**WORK REQUIRED:** Copy the records below exactly as they appear, everything from the line containing "Pick out the tall" down to the line containing "Target: tall green leaf", with both of those lines included.

BEGIN

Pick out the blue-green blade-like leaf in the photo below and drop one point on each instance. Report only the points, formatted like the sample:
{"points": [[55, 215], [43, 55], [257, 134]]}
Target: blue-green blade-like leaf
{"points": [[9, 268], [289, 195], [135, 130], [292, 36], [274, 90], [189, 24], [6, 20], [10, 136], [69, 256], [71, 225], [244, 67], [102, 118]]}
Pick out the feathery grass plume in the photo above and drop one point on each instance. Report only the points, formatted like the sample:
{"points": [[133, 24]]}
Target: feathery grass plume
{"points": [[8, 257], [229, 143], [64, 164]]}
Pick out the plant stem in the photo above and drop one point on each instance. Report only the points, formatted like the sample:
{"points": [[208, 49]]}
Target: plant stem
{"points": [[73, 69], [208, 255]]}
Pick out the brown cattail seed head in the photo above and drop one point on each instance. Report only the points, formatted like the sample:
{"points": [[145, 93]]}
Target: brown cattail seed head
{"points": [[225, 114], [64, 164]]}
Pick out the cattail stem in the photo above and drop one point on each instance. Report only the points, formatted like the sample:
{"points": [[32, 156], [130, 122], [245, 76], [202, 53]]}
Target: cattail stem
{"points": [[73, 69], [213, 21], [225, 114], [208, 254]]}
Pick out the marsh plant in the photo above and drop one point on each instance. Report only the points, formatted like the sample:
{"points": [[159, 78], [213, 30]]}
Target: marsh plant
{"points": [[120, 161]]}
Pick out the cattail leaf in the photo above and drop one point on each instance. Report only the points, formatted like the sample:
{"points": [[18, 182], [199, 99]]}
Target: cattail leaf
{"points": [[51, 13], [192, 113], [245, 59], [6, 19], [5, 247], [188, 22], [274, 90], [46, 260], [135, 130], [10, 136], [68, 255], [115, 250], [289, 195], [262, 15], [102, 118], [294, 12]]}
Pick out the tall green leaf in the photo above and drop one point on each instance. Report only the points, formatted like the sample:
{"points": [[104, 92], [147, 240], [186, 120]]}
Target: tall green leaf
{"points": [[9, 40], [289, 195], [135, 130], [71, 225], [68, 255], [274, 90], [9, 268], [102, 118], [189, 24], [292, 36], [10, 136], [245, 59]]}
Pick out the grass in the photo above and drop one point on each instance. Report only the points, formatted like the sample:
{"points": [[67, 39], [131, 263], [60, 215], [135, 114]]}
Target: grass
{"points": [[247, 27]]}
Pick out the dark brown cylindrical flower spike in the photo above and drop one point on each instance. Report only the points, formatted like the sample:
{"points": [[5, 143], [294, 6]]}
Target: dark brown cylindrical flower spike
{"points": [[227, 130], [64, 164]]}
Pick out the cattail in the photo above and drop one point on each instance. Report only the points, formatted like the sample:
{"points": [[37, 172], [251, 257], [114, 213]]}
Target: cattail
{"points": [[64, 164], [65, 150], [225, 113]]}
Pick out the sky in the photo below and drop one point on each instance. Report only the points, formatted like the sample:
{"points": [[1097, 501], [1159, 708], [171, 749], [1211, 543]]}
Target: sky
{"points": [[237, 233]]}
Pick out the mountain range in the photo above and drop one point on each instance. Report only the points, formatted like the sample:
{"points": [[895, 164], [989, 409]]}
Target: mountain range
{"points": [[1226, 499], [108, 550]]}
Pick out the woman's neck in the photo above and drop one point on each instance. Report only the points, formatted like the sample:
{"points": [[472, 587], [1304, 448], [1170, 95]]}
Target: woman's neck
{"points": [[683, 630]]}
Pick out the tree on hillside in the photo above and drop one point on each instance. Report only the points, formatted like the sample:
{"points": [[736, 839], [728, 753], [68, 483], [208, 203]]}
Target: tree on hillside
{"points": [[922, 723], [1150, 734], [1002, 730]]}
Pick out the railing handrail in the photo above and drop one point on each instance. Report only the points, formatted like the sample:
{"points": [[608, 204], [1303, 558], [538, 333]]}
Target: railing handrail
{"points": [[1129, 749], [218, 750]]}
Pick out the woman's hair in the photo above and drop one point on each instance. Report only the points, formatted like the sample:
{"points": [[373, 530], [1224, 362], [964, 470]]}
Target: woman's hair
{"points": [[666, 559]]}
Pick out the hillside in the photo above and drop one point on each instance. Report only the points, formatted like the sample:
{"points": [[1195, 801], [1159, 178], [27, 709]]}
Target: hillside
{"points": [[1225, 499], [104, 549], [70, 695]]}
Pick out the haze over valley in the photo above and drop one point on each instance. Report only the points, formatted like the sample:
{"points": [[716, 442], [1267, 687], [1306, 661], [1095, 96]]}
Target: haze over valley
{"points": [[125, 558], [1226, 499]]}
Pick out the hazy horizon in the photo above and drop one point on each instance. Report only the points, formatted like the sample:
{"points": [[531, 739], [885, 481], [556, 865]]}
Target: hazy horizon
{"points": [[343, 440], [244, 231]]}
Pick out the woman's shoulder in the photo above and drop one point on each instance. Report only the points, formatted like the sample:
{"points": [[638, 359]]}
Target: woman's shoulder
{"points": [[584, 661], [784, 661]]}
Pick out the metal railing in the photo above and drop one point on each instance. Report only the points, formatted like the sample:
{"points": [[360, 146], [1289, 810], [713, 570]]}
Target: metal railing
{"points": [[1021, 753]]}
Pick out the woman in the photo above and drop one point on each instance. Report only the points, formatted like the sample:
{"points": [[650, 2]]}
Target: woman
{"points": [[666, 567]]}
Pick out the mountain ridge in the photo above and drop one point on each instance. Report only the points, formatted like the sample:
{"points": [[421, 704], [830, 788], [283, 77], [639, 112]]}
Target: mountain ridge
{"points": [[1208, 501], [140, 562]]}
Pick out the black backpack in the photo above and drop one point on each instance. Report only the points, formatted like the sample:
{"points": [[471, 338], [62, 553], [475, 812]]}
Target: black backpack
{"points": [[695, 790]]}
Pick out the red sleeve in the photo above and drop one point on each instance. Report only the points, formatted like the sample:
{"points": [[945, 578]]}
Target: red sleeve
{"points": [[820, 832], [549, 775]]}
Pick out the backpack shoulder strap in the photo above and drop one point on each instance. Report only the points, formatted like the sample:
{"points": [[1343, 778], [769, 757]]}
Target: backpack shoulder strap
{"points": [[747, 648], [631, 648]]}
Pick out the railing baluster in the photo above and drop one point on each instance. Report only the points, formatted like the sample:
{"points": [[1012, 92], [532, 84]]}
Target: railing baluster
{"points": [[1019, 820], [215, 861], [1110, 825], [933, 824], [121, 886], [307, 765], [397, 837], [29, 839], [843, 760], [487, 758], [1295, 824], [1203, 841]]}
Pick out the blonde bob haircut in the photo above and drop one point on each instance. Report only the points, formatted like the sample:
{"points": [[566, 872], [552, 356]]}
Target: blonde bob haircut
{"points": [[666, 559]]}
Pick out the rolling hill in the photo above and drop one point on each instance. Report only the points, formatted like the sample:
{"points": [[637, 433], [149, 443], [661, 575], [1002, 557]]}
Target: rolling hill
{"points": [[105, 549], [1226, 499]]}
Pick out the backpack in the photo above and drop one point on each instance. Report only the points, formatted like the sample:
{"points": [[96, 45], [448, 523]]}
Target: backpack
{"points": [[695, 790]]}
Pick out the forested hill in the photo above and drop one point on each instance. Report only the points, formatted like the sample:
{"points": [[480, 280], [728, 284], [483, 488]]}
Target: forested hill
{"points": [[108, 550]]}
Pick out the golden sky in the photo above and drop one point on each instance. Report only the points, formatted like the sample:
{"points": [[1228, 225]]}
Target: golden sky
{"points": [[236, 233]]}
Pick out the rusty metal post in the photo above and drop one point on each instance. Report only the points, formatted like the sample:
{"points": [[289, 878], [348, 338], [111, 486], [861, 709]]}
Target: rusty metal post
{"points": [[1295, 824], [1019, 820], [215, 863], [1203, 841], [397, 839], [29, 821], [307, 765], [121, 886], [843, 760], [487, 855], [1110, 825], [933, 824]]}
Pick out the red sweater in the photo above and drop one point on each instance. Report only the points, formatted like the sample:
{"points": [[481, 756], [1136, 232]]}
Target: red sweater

END

**ANSWER FOR THIS EXERCISE:**
Pick out the tall green leaf in the photo above and drop one point on each instance. Report only the points, formatted like the sample:
{"points": [[104, 92], [147, 240], [186, 120]]}
Target: tall green leaf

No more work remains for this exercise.